(Records excerpted from a collection)

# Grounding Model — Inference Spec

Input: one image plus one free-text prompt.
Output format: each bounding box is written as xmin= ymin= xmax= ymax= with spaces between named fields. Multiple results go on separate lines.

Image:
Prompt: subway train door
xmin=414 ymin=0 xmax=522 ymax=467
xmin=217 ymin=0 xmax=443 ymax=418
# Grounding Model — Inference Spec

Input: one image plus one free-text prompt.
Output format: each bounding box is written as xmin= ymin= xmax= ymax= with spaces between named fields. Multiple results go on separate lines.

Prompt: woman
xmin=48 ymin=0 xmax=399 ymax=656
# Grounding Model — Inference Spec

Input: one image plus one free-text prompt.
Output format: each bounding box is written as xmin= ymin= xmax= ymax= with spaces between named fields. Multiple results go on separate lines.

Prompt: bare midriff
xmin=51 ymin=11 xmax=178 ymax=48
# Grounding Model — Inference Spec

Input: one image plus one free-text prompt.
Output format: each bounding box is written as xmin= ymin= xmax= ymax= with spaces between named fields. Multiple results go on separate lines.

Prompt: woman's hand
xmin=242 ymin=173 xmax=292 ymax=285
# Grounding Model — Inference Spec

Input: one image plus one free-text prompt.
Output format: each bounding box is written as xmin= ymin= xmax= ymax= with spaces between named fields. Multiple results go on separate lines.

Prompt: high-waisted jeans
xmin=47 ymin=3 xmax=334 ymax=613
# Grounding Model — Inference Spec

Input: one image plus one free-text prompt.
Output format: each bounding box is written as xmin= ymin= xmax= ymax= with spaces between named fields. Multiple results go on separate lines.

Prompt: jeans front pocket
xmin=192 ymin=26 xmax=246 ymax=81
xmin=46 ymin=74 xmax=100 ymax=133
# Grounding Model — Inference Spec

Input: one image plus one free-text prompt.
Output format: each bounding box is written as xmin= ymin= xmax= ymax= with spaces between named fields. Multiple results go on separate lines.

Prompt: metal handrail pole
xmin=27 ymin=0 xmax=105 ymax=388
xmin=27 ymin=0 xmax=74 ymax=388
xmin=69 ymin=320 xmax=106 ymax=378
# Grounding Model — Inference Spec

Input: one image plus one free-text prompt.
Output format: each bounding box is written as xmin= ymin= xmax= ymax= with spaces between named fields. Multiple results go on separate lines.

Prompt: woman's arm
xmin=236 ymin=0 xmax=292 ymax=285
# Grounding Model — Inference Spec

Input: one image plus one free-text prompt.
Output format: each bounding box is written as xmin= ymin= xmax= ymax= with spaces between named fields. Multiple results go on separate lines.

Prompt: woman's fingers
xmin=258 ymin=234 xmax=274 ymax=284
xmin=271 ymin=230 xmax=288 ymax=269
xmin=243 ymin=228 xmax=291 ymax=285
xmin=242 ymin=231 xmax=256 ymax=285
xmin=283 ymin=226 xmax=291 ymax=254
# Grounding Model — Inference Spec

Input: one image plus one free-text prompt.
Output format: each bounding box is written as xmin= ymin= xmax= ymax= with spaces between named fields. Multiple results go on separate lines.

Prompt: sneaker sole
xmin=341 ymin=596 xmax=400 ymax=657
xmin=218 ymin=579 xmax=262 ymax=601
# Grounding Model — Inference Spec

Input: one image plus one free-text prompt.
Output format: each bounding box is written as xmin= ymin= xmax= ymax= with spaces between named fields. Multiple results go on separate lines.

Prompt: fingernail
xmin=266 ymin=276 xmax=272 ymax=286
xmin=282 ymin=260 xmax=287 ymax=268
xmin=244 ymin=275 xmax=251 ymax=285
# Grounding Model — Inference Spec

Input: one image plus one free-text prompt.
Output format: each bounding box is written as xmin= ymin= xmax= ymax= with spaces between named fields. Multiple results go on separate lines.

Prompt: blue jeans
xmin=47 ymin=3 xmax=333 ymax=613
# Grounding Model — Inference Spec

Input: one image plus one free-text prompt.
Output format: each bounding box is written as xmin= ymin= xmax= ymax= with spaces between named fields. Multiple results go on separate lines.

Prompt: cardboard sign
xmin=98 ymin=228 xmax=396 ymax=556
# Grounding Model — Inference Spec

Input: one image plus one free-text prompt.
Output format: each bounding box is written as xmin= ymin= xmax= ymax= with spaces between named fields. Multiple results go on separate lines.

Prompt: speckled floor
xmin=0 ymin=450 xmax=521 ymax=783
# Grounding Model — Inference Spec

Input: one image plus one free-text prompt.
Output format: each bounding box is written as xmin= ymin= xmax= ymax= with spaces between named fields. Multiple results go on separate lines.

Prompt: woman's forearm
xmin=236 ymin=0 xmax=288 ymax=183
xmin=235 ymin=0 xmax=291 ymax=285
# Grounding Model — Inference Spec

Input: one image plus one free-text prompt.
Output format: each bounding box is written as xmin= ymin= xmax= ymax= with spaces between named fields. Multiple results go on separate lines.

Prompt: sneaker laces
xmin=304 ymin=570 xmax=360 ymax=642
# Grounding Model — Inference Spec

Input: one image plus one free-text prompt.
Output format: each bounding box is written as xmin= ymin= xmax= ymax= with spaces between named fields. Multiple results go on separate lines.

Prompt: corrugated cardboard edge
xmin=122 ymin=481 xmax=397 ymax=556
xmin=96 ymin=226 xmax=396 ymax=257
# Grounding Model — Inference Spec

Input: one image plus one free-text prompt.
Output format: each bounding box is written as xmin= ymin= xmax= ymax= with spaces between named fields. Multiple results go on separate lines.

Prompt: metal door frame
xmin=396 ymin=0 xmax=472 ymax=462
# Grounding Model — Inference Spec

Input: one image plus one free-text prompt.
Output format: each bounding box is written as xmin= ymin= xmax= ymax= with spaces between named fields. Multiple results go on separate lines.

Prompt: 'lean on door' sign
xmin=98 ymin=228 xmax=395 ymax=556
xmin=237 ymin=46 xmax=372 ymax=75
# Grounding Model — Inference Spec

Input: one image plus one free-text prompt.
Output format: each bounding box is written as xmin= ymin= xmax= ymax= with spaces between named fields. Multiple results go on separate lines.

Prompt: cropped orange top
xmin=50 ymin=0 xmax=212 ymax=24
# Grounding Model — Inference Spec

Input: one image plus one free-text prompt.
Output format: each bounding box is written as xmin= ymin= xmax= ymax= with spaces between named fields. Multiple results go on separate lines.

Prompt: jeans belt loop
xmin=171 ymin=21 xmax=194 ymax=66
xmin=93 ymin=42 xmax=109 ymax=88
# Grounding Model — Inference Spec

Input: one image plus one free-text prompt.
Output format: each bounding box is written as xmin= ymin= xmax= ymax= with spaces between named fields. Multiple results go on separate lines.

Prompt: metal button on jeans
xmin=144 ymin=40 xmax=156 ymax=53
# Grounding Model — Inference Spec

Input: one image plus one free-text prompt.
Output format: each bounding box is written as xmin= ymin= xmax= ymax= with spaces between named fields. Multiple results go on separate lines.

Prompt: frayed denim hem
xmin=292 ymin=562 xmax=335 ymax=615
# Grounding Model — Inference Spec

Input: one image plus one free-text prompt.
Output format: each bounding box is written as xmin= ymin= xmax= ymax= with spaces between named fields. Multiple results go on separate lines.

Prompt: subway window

#### The problem:
The entries above must be written out again exactly as they are.

#### Completed task:
# Grounding Model — Inference Spec

Input: one image plus one free-text prompt.
Output format: each bounding box is written as xmin= ymin= xmax= ymax= with spaces between named fields. Multiple results go on separate lines.

Image:
Prompt: subway train door
xmin=414 ymin=0 xmax=522 ymax=467
xmin=217 ymin=0 xmax=443 ymax=418
# Grounding Model — Inference Spec

Input: one image plus one free-text prompt.
Output format: each bounding box is written as xmin= ymin= xmax= ymax= with spaces between named fields. Multiple results go on separate lines.

Prompt: woman
xmin=48 ymin=0 xmax=399 ymax=656
# Grounding Model — Inference Spec

Input: one image plus one free-text prompt.
Output format: each bounding box is written as xmin= ymin= xmax= ymax= with spaces between named fields. Multiple results go on separate lines.

Prompt: bare midriff
xmin=51 ymin=11 xmax=178 ymax=48
# Grounding Model — Inference Spec

Input: one image plus one free-text prompt.
Output format: each bounding box is written as xmin= ymin= xmax= ymax= with spaces between named fields. Multiple results go on separate lines.

Prompt: woman's hand
xmin=242 ymin=173 xmax=292 ymax=285
# Grounding Model — Inference Spec

Input: one image plus one free-text prompt.
Output format: each bounding box is written as xmin= ymin= xmax= ymax= with spaces between named fields. Multiple results go on separate lines.

Prompt: high-waisted jeans
xmin=47 ymin=3 xmax=334 ymax=613
# Grounding Model — Inference Spec

Input: one image plus one free-text prompt.
Output format: each bounding box is written as xmin= ymin= xmax= ymax= with spaces between named fields. Multiple results go on separate lines.

Prompt: jeans front pocket
xmin=192 ymin=26 xmax=246 ymax=81
xmin=46 ymin=74 xmax=100 ymax=133
# Grounding Model — Inference Spec

Input: one image plus one free-text prompt.
Output format: each bounding box is written as xmin= ymin= xmax= ymax= with spaces between named fields. Multiple results go on separate lines.

Prompt: metal handrail pole
xmin=27 ymin=0 xmax=105 ymax=388
xmin=27 ymin=0 xmax=74 ymax=388
xmin=69 ymin=320 xmax=106 ymax=378
# Grounding Model — Inference Spec

Input: one image plus one free-text prompt.
Output format: each bounding box is written as xmin= ymin= xmax= ymax= with spaces between named fields. Multiple results go on separate lines.

Prompt: woman's arm
xmin=236 ymin=0 xmax=292 ymax=285
# Grounding Model — Inference Spec

Input: one image plus one free-text prompt.
Output format: each bounding box is written as xmin= ymin= xmax= ymax= with spaces between named fields. Multiple results go on separate lines.

Prompt: woman's fingers
xmin=258 ymin=234 xmax=274 ymax=284
xmin=271 ymin=230 xmax=288 ymax=269
xmin=243 ymin=228 xmax=291 ymax=285
xmin=242 ymin=231 xmax=256 ymax=285
xmin=283 ymin=226 xmax=291 ymax=254
# Grounding Model — Inference Spec

Input: one image plus one free-text prompt.
Output format: each bounding box is written as xmin= ymin= xmax= ymax= with spaces between named fields. Multiple results go on separate lines.

Prompt: sneaker sole
xmin=341 ymin=596 xmax=400 ymax=657
xmin=218 ymin=579 xmax=262 ymax=601
# Grounding Model — Inference Spec

Input: one image plus one free-text prompt.
Output format: each bounding box is written as xmin= ymin= xmax= ymax= with spaces between named fields. Multiple results go on separate lines.

Prompt: fingernail
xmin=266 ymin=276 xmax=272 ymax=286
xmin=282 ymin=260 xmax=287 ymax=268
xmin=244 ymin=275 xmax=251 ymax=285
# Grounding Model — Inference Spec

Input: one image plus one free-text prompt.
Output format: each bounding box is written as xmin= ymin= xmax= ymax= with spaces between named fields. Multiple results go on separate lines.

Prompt: blue jeans
xmin=47 ymin=3 xmax=333 ymax=613
# Grounding Model — Inference Spec

Input: one image plus one free-text prompt.
Output format: each bounding box is written as xmin= ymin= xmax= ymax= with spaces between named fields. Multiple results go on separate lines.

Prompt: cardboard sign
xmin=98 ymin=228 xmax=396 ymax=556
# Grounding Model — Inference Spec

Input: one image plus one free-text prompt.
Output format: each bounding box is written as xmin= ymin= xmax= ymax= with spaces between named fields. Multiple results go on separate lines.

Prompt: speckled floor
xmin=0 ymin=450 xmax=521 ymax=783
# Grounding Model — Inference Spec

Input: one image plus one free-text prompt.
Output format: each bounding box is written as xmin= ymin= xmax= ymax= with spaces between named fields. Multiple results go on separate lines.

Prompt: woman's forearm
xmin=236 ymin=0 xmax=288 ymax=183
xmin=235 ymin=0 xmax=291 ymax=285
# Grounding Model — Inference Spec

Input: one image plus one free-text prompt.
Output format: each bounding box is written as xmin= ymin= xmax= ymax= with spaces between named fields. Multiple results go on separate lines.

Prompt: sneaker laces
xmin=304 ymin=570 xmax=360 ymax=642
# Grounding Model — Inference Spec

Input: one image plus one free-text prompt.
Output format: each bounding box is written as xmin= ymin= xmax= ymax= with spaces between named fields. Multiple results go on separate lines.

Prompt: corrugated cardboard edge
xmin=122 ymin=481 xmax=397 ymax=556
xmin=96 ymin=226 xmax=396 ymax=257
# Grounding Model — Inference Spec

Input: one image plus one free-text prompt.
Output format: each bounding box is written as xmin= ymin= xmax= ymax= with spaces between named fields. Multiple results go on separate lines.

Prompt: metal door frame
xmin=396 ymin=0 xmax=472 ymax=462
# Grounding Model — Inference Spec

Input: one image plus one free-text prompt.
Output format: each bounding box is written as xmin= ymin= xmax= ymax= with spaces between named fields. Multiple results go on separate lines.

Prompt: 'lean on door' sign
xmin=98 ymin=228 xmax=395 ymax=556
xmin=237 ymin=46 xmax=372 ymax=75
# Grounding Model — Inference Spec

Input: one image plus one free-text prompt.
Output format: each bounding box is written as xmin= ymin= xmax= ymax= with spaces between named fields. Multiple results go on separate lines.

Prompt: cropped orange top
xmin=50 ymin=0 xmax=212 ymax=24
# Grounding Model — Inference Spec

Input: one image plus one free-text prompt.
Output format: each bounding box is written as xmin= ymin= xmax= ymax= with spaces between named fields. Multiple results go on separate lines.

Prompt: jeans belt loop
xmin=171 ymin=21 xmax=194 ymax=66
xmin=93 ymin=42 xmax=109 ymax=88
# Grounding Model — Inference Spec

Input: one image plus one free-text prompt.
Output format: each bounding box is written as xmin= ymin= xmax= ymax= with spaces between named fields. Multiple results go on separate lines.

Prompt: metal button on jeans
xmin=144 ymin=40 xmax=156 ymax=53
# Grounding Model — Inference Spec

Input: one image plus one free-text prompt.
Output format: each bounding box is written as xmin= ymin= xmax= ymax= with spaces between named fields. Multiple results go on separate lines.

Prompt: frayed denim hem
xmin=292 ymin=562 xmax=335 ymax=615
# Grounding Model — Inference Spec

Input: one image plus one free-text prompt.
Output format: each bounding box is written as xmin= ymin= xmax= ymax= with spaces between named fields. Multiple results go on separate lines.

Prompt: subway window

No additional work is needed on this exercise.